Fibonacci numbers in plants, such as in sunflower spiral counts, have long fascinated mathematicians. For the last thirty years, most analyses have been variants of a Standard Model in which plant organs are treated as point nodes successively placed on a cylinder according to a given function of the previous node positions, not too close or too far away from the existing nodes. These models usually lead to lattice solutions. As a parameter of the model, like the diameter of the cylinder, is changed, the lattice can transition to another, more complex lattice, with a different spiral count. It can typically be proved that these transitions move lattice counts to higher Fibonacci numbers. While mathematically compelling, empirical validation of this Standard Model is as yet weak, even though the underlying molecular mechanisms are increasingly well characterised.

→ **DATA FOR ANALYSIS**:
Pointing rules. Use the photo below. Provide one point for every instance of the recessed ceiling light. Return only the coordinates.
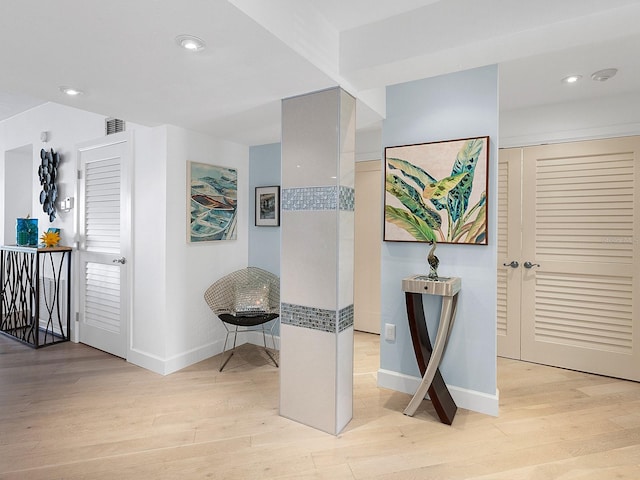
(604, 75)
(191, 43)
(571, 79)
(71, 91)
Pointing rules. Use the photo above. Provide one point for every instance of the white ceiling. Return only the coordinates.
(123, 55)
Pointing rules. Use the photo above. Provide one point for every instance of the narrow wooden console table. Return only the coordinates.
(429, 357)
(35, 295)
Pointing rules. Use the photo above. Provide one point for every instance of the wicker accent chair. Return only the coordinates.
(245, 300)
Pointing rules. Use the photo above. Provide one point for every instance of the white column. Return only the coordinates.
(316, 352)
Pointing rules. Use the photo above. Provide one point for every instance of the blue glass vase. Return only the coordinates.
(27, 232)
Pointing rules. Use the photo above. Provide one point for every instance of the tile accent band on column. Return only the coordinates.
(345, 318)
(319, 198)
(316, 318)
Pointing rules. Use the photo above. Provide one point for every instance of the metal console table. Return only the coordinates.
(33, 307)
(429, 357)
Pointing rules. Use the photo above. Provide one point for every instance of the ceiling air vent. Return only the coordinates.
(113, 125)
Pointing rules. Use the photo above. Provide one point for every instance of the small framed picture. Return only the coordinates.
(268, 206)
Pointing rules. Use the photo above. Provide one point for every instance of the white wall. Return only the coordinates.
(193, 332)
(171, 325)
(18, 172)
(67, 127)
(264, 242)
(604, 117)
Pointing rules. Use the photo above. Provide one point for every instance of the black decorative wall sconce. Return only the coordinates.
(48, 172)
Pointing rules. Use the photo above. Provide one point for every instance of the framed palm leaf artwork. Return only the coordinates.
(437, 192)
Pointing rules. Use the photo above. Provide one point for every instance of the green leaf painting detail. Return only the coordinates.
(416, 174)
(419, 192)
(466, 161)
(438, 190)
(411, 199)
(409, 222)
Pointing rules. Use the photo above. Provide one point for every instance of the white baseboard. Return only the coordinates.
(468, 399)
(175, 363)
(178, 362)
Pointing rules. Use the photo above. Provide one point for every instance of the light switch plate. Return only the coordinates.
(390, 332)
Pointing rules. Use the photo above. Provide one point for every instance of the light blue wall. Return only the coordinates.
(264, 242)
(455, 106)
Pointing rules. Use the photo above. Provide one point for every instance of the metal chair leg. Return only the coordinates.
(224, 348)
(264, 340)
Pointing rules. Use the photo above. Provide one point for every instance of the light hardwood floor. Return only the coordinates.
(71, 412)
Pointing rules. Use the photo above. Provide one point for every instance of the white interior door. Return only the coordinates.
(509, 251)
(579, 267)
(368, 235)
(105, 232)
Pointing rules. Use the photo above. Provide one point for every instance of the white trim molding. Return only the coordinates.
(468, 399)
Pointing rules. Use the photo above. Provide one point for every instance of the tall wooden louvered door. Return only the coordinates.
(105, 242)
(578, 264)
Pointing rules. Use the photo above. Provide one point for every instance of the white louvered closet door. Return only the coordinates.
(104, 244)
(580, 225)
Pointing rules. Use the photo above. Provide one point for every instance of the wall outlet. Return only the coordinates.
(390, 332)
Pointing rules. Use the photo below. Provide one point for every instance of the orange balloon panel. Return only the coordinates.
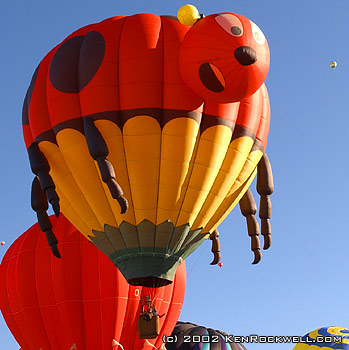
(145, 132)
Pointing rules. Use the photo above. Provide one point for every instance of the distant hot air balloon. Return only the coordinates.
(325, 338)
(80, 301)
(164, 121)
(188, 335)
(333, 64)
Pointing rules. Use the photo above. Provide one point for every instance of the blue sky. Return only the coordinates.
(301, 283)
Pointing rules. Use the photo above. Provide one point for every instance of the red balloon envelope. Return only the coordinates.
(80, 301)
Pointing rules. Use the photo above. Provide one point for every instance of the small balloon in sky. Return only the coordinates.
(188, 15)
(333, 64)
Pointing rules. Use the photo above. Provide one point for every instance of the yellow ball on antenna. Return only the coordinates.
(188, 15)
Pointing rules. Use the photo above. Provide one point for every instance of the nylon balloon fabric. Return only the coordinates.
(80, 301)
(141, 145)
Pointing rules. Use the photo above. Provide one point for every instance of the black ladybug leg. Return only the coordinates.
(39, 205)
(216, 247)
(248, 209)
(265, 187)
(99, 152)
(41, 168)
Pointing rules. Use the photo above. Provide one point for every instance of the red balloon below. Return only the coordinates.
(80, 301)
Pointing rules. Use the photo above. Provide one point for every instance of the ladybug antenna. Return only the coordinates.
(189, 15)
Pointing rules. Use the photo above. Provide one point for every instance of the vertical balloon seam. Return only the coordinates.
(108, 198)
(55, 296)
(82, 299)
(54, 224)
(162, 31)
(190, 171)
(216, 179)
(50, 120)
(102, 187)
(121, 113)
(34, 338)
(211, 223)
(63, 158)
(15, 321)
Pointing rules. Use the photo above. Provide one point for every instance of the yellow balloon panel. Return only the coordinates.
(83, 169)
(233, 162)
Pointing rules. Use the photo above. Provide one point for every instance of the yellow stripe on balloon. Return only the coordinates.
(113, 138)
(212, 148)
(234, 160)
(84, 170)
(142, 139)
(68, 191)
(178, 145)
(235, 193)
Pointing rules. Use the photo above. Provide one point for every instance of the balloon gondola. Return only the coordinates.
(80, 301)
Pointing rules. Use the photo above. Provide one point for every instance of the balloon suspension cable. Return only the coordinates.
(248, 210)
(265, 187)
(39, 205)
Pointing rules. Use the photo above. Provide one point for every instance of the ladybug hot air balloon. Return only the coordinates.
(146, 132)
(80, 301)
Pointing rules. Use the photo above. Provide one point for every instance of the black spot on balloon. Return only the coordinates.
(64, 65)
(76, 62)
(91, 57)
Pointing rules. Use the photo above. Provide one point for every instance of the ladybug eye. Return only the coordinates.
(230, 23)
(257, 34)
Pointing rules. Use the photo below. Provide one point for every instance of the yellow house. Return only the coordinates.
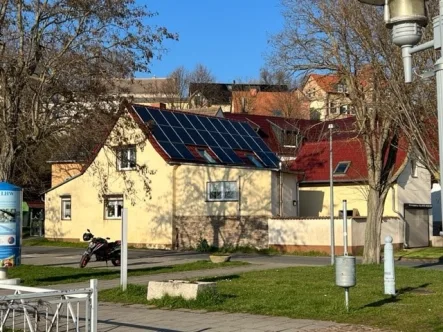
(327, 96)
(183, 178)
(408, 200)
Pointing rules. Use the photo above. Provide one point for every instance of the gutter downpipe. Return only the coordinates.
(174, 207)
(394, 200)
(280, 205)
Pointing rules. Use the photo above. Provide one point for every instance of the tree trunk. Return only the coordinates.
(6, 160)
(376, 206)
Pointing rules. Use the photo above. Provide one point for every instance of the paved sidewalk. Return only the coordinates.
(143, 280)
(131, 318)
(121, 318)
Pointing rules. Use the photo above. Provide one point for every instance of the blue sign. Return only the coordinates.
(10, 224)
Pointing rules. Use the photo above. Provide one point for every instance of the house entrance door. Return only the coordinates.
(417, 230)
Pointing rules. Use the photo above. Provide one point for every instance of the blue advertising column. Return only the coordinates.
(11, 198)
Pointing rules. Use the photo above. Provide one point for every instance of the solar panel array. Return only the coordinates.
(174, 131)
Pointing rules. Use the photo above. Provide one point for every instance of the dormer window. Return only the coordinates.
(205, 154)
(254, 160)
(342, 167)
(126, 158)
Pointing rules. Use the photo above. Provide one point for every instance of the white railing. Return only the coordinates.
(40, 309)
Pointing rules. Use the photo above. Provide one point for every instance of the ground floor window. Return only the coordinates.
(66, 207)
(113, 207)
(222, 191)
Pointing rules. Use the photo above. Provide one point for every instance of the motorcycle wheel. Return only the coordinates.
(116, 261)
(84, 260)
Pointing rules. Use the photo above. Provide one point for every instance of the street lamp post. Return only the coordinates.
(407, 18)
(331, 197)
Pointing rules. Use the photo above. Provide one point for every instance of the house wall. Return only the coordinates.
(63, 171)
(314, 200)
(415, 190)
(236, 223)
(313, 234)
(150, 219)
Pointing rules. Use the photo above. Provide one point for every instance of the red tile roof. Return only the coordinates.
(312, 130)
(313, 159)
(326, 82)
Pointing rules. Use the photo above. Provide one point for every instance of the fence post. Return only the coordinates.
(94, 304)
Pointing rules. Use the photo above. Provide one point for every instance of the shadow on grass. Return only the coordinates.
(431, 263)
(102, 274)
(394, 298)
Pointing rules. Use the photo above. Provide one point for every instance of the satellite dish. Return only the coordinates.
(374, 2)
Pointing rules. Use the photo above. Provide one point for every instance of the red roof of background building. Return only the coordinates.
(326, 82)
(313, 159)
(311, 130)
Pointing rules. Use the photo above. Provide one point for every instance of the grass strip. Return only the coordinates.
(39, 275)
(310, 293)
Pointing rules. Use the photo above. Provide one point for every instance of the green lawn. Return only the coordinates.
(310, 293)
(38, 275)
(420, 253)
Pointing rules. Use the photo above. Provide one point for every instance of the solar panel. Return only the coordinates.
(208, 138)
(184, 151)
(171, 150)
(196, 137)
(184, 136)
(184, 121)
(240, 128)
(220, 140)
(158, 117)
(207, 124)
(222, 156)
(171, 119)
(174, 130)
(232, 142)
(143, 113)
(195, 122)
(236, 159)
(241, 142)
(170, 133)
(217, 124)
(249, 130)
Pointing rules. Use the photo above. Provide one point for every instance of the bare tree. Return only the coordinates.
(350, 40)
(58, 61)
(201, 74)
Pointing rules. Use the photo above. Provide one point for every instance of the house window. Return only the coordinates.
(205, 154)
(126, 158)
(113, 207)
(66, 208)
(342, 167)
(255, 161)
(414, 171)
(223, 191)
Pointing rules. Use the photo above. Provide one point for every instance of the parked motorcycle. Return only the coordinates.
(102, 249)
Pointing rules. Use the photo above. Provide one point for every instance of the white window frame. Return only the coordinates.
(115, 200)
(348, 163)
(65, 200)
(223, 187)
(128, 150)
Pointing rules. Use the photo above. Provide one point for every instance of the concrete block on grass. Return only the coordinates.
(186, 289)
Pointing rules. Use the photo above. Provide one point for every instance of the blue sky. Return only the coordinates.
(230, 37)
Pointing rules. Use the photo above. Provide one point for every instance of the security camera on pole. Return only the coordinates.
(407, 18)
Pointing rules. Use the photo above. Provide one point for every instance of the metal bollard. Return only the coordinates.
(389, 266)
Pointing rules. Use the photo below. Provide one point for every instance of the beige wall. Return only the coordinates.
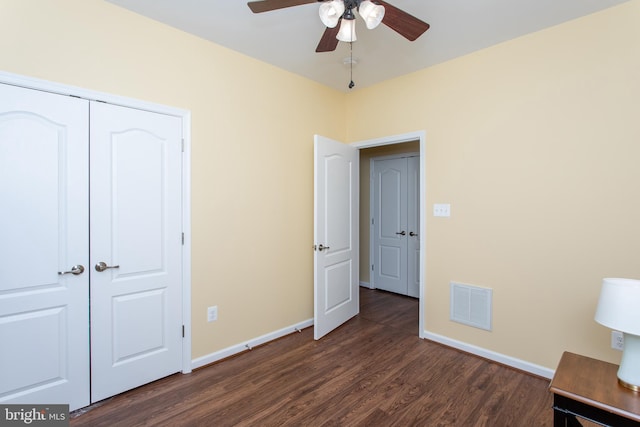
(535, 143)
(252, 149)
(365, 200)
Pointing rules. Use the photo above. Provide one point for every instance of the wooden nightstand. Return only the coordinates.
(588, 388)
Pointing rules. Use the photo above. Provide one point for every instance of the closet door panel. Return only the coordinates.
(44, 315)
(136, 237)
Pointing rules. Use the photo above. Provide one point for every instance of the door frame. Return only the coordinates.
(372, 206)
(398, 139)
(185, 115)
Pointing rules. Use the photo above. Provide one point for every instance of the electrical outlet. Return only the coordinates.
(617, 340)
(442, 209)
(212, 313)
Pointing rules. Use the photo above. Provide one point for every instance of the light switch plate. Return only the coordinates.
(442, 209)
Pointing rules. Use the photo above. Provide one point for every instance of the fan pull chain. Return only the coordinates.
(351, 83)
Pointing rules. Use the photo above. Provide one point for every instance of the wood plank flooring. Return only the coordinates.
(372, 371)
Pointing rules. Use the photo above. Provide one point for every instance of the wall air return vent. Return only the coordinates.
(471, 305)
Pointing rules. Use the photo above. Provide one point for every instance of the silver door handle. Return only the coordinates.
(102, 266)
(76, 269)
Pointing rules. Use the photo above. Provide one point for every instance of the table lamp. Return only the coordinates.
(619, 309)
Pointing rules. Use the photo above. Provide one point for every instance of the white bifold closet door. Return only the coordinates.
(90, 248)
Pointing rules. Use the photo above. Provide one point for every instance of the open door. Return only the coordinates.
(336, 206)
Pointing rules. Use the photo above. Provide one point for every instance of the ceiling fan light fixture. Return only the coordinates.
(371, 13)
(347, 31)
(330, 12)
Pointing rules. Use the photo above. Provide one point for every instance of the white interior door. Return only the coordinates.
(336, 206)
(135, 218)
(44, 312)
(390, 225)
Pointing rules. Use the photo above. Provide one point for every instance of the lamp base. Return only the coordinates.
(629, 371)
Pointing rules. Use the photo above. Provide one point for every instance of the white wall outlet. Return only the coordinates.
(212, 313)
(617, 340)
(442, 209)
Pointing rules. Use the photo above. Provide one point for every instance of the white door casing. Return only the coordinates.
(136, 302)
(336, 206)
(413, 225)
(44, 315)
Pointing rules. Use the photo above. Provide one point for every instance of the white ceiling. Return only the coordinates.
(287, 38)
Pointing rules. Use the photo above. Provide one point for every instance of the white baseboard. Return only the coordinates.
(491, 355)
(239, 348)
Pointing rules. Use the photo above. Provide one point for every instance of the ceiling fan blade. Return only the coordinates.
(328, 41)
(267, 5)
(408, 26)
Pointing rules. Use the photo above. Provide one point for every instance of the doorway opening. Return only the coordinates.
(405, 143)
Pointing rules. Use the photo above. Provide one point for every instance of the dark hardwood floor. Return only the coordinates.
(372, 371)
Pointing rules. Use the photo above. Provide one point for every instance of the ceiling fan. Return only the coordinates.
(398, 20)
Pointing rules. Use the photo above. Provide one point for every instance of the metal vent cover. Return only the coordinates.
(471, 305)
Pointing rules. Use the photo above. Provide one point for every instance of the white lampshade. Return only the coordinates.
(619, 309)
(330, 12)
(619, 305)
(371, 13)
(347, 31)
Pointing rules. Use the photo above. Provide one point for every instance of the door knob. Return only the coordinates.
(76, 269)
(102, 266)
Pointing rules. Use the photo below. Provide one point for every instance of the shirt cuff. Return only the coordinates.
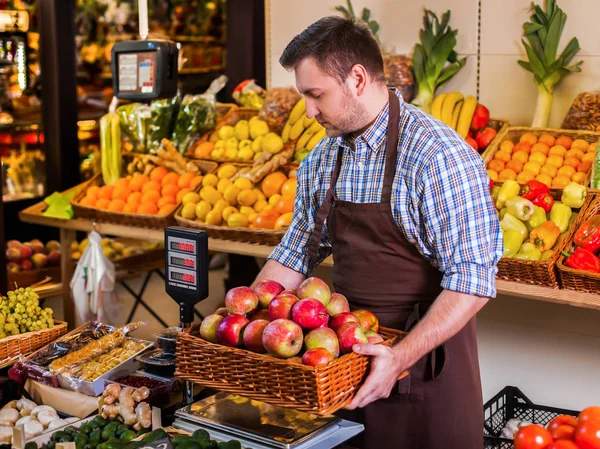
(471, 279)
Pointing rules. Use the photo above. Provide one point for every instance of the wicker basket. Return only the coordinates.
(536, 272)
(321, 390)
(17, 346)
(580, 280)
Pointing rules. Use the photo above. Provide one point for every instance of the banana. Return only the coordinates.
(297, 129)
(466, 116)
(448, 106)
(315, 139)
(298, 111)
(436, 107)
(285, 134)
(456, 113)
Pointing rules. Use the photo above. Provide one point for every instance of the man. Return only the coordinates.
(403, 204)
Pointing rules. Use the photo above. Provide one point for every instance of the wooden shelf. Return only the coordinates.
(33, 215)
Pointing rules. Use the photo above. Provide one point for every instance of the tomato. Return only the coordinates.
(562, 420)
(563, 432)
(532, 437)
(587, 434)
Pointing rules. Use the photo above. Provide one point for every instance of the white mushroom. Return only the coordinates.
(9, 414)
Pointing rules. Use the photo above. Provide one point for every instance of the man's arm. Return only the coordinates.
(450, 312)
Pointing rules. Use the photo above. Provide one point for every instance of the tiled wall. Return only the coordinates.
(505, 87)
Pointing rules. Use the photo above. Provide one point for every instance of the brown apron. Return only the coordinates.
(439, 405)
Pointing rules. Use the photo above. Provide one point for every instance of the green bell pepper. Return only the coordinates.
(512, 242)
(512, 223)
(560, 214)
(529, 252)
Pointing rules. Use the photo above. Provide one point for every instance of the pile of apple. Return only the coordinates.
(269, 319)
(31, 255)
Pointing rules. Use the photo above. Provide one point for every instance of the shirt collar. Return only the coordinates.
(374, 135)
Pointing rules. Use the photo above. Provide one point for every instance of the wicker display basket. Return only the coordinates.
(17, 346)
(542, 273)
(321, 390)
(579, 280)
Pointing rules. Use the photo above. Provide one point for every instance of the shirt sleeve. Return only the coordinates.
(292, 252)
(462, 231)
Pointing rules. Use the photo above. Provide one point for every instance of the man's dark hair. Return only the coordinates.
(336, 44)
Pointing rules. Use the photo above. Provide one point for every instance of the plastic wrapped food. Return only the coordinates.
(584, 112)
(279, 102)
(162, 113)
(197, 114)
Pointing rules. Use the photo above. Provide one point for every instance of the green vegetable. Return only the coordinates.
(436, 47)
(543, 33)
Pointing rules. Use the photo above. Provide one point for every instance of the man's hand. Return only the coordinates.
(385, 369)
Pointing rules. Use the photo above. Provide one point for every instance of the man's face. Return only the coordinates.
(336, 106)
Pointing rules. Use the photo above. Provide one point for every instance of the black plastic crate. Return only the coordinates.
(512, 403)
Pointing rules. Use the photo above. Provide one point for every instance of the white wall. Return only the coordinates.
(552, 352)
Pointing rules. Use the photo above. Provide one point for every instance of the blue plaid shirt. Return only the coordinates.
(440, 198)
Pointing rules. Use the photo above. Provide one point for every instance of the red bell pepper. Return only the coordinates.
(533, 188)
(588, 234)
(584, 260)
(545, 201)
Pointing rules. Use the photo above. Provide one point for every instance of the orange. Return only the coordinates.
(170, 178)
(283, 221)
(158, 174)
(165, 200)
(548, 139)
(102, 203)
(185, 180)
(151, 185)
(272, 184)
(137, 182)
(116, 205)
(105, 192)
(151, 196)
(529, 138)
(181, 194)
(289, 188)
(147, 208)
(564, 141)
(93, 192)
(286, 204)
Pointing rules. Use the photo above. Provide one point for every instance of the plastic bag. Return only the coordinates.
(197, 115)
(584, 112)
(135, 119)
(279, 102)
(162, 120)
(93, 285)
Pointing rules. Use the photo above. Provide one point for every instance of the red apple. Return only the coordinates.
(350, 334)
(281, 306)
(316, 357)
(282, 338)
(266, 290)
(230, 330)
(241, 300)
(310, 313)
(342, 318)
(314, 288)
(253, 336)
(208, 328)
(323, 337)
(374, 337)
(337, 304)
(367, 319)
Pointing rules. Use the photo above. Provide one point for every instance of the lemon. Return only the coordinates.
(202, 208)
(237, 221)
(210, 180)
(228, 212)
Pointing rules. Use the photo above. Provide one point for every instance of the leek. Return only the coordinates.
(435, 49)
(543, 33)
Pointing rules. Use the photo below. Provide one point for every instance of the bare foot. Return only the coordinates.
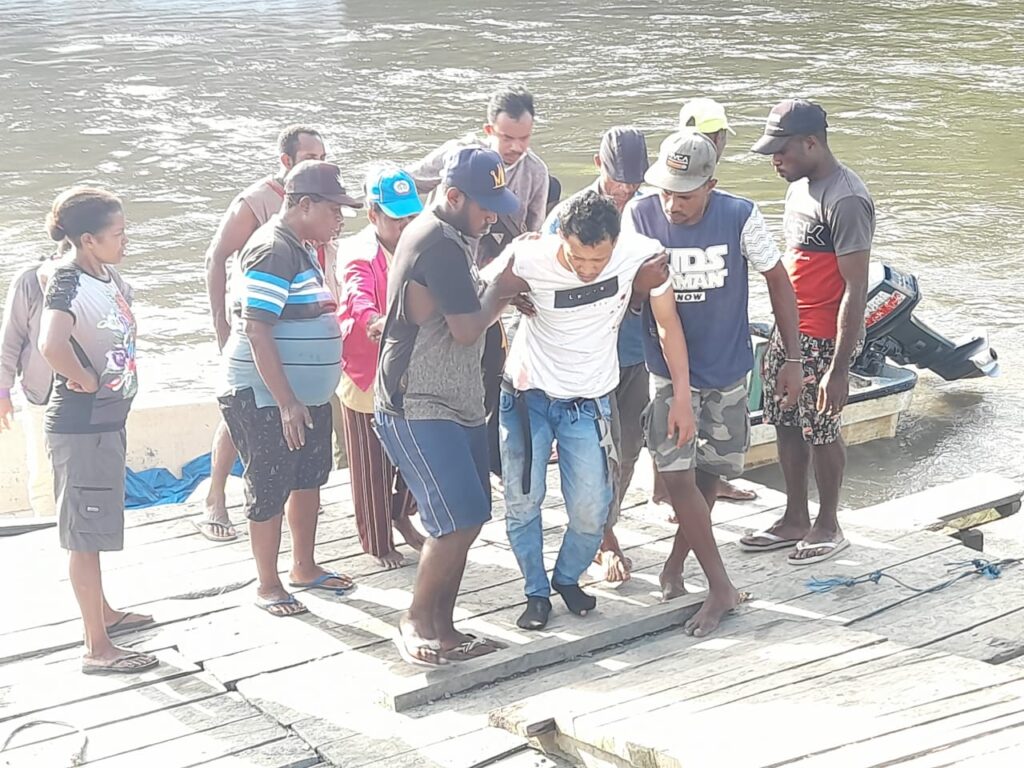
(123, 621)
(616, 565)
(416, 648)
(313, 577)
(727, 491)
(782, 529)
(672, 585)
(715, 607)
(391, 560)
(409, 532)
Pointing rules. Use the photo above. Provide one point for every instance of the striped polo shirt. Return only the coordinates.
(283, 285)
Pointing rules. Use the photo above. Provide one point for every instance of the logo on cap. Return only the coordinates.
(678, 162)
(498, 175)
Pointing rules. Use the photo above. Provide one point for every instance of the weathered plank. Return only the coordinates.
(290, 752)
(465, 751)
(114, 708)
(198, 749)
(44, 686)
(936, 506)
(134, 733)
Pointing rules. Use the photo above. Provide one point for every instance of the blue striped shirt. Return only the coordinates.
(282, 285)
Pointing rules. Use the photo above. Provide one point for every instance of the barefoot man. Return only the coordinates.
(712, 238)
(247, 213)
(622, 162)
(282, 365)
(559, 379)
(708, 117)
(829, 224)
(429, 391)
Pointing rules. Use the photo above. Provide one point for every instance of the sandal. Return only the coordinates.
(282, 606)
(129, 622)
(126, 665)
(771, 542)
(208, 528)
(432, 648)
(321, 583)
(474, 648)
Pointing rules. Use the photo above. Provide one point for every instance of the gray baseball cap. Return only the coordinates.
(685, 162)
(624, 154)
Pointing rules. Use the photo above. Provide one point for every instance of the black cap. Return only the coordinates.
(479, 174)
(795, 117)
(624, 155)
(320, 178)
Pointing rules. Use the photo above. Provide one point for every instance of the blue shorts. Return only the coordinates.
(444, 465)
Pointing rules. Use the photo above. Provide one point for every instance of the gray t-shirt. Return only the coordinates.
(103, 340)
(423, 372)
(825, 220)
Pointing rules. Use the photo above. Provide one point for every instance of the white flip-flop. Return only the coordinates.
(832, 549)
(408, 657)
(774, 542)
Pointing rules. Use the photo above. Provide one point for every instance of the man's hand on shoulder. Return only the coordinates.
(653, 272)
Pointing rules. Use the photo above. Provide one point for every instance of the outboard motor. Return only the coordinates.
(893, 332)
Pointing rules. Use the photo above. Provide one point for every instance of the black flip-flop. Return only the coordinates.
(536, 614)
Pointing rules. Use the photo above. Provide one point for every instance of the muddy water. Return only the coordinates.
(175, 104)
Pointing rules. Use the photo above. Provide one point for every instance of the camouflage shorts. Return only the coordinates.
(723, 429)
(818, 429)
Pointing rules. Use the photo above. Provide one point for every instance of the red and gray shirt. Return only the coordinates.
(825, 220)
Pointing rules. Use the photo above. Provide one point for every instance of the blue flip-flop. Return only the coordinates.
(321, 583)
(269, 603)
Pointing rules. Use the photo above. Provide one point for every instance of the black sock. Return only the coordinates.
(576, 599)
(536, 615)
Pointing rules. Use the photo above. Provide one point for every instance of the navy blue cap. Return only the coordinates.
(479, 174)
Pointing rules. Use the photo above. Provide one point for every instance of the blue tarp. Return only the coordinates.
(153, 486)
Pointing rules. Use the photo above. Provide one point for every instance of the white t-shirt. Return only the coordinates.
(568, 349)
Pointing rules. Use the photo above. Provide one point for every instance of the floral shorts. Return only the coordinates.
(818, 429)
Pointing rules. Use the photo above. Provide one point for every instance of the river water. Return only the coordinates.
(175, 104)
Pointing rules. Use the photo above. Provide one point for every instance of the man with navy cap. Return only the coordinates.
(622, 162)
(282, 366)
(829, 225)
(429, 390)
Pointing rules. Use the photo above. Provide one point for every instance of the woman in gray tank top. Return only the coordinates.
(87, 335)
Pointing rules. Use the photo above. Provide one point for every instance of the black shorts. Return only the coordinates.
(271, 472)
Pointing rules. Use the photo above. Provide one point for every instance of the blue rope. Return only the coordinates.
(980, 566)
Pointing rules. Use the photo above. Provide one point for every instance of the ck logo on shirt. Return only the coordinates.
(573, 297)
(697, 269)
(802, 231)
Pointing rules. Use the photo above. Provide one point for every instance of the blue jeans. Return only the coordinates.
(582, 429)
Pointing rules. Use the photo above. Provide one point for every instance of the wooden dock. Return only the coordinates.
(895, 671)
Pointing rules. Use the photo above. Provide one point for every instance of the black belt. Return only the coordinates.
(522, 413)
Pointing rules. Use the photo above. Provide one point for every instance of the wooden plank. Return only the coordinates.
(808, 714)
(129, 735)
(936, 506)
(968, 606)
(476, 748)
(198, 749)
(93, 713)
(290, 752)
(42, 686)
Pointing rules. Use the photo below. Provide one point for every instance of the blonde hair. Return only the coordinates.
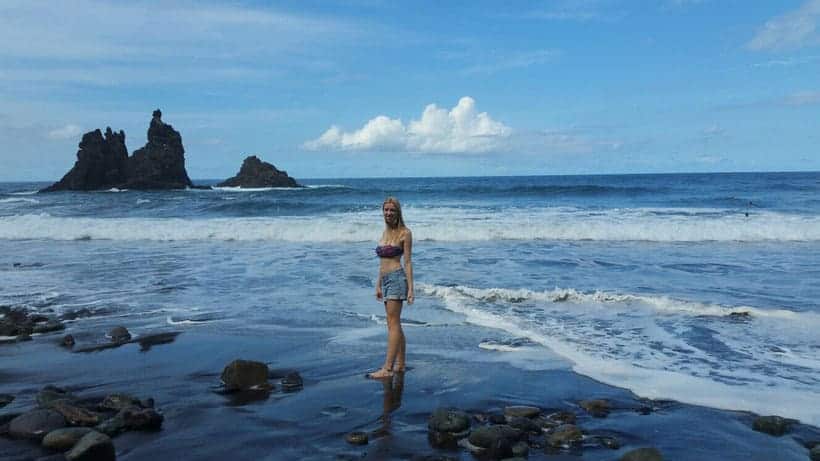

→ **TASK BRIEF**:
Pick up the passage on Fibonacci numbers in plant spirals after its final sentence and carry it forward.

→ **REPLY**:
In this talk I'll show a gallery of Fibonacci patterning and give a brief history of mathematical approaches, including a partially successful attempt by Alan Turing. I'll describe how the classification of lattices on cylinders connects both to a representation of $SL(2,Z)$ and to applications through defining the constraint that any model must satisfy to show Fibonacci structure. I'll discuss a range of such models, how they might be used to make testable predictions, and why this matters.
From 2011 to 2017 Jonathan Swinton was a visiting professor to MPLS in Oxford in Computational Systems Biology. His new textbook Mathematical Phyllotaxis will be published soon, and his Alan Turing's Manchester will be republished by The History Press in May 2022.